◆ Document section:
╔══
Ski boots remain the foundation of skiing, the most critical piece of gear—even if the explosion of ski shapes in the past quarter century has hogged all the headlines. By general consensus, Sven Coomer is the most prolific and influential boot designer of the modern era, perfecting the work of the plastic pioneers who preceded him. Coomer first made plastic boots perform better with comfort, then established meticulous, timeless design standards for everyone else to follow.

His achievements include a two-piece, four-buckle overlap design that won hundreds of World Cup events and is still in vogue today, as well as the three-piece cabriolet popular from World Cup downhill tracks to terrain parks. He pioneered the high-backed spoiler and, critically, counter-balanced it with an also raised, plastic-reinforced tongue that allowed skiers to leverage fiberglass skis. Attentive to the entire foot and lower leg, he added touches like the power strap and the removeable liner, then pioneered on-site custom insoles and silicone injected liners, bringing on-site custom fitting and after-market expertise to the masses. Leaving no stone unturned, he even created the Hot Gear Bag for carrying and warming boots (both the shell and liner) that became a staple on the World Cup tour and a must-have for serious skiers worldwide.
╚══
◆ Outline records:
╔══
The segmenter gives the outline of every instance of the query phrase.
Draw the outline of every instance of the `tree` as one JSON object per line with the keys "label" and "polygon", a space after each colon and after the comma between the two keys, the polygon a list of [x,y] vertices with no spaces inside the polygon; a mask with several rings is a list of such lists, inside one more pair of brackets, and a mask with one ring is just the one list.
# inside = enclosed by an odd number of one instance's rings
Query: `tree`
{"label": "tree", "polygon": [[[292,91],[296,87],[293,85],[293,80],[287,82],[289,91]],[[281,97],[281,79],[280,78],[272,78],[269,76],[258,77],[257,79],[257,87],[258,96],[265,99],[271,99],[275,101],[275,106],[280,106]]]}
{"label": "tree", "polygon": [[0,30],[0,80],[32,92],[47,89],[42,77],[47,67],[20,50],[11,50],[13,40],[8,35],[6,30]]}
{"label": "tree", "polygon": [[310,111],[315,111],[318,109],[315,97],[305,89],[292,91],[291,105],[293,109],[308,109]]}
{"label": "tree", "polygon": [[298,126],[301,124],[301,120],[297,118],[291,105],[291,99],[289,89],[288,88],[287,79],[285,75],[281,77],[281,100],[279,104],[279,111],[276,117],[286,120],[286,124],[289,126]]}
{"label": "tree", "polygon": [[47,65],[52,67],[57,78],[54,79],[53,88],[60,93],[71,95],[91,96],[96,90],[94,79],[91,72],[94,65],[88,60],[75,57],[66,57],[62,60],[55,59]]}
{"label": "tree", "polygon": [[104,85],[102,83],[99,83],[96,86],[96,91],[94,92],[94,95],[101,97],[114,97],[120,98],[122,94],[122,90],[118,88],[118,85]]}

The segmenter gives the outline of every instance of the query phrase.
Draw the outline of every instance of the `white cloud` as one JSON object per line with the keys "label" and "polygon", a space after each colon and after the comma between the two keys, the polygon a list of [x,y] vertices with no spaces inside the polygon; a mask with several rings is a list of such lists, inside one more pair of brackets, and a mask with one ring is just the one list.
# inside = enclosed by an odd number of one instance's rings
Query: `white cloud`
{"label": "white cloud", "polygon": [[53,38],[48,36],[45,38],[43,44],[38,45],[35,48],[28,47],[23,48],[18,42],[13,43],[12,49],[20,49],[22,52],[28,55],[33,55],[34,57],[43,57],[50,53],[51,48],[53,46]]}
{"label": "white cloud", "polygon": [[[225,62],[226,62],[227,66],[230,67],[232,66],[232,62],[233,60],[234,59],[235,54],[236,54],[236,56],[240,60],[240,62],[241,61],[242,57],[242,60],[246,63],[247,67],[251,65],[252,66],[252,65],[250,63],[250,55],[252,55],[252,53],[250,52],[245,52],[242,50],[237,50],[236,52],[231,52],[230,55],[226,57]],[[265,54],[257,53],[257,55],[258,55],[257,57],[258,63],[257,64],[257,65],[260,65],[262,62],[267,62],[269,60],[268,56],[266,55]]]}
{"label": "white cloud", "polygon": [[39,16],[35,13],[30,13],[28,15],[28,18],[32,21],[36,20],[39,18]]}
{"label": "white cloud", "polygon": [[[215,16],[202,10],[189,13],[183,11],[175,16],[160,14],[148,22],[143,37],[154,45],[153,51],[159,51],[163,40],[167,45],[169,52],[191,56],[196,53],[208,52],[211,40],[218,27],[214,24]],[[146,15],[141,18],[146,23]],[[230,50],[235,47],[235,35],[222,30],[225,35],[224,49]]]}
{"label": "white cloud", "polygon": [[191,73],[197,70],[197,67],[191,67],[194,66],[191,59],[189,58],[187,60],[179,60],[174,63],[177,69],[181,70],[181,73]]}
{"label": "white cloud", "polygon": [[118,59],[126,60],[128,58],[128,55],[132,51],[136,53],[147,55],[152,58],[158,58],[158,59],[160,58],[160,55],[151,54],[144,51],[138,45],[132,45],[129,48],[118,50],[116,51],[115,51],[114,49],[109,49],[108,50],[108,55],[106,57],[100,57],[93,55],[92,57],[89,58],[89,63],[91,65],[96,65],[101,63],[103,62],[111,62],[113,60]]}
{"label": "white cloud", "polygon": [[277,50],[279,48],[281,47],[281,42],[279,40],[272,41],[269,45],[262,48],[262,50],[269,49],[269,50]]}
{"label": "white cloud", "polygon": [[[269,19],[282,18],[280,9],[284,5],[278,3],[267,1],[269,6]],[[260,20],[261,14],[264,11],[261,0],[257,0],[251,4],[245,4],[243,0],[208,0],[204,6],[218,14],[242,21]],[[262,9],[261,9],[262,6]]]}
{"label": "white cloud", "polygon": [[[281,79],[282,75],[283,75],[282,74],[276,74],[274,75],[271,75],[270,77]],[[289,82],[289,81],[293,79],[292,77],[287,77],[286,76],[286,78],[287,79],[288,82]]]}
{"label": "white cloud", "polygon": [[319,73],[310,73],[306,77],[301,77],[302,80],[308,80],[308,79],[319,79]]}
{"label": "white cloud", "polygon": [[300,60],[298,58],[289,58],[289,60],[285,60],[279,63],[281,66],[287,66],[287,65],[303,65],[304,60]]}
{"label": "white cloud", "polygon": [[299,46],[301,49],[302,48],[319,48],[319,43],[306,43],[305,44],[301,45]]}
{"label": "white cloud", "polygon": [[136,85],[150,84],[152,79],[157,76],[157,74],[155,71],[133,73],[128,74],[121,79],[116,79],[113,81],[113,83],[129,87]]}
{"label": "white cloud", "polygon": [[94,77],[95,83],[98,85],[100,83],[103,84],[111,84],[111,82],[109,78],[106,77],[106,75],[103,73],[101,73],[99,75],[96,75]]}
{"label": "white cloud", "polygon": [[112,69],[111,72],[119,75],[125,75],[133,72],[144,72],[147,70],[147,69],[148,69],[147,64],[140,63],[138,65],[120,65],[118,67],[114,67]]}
╚══
◆ Given instruction 1: Reproduce the part of the ski boot passage starting with "His achievements include" and going on through "serious skiers worldwide.".
◆ Given instruction 2: Show every line of the rows that contains the string "such". Case counts.

◆ Problem solution 1:
His achievements include a two-piece, four-buckle overlap design that won hundreds of World Cup events and is still in vogue today, as well as the three-piece cabriolet popular from World Cup downhill tracks to terrain parks. He pioneered the high-backed spoiler and, critically, counter-balanced it with an also raised, plastic-reinforced tongue that allowed skiers to leverage fiberglass skis. Attentive to the entire foot and lower leg, he added touches like the power strap and the removeable liner, then pioneered on-site custom insoles and silicone injected liners, bringing on-site custom fitting and after-market expertise to the masses. Leaving no stone unturned, he even created the Hot Gear Bag for carrying and warming boots (both the shell and liner) that became a staple on the World Cup tour and a must-have for serious skiers worldwide.

◆ Problem solution 2:
Draw the outline of every instance of the `tree` as one JSON object per line with the keys "label" and "polygon", a space after each colon and after the comma between the two keys, the polygon a list of [x,y] vertices with no spaces inside the polygon; a mask with several rings is a list of such lists, inside one more pair of brackets, and a mask with one ring is just the one list.
Draw the outline of every instance of the `white cloud` as one JSON object per line with the keys "label" and "polygon", a space after each colon and after the comma between the two keys, the polygon a list of [x,y] vertices with no spaces inside the polygon; a mask with several rings is a list of such lists, inside one more pair of brackets, and a mask with one ring is just the one list.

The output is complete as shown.